[Stored items]
* * *
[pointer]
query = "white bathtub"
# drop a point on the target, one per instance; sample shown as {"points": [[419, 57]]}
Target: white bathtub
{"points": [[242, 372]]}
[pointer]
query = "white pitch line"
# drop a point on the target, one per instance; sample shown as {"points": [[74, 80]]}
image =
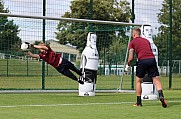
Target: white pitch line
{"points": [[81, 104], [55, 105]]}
* * *
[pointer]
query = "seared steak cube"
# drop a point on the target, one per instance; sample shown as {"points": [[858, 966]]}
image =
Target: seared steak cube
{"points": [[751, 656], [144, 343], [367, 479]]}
* * *
Please return every line of the data above that contains the word "shown", copying each line in full.

# drop a point on the target, one per instance; sample shown as {"points": [[419, 57]]}
# drop a point on the target, one per instance; sample shown as {"points": [[74, 80]]}
# drop a point on the target, one per instance; sample shown as {"points": [[858, 966]]}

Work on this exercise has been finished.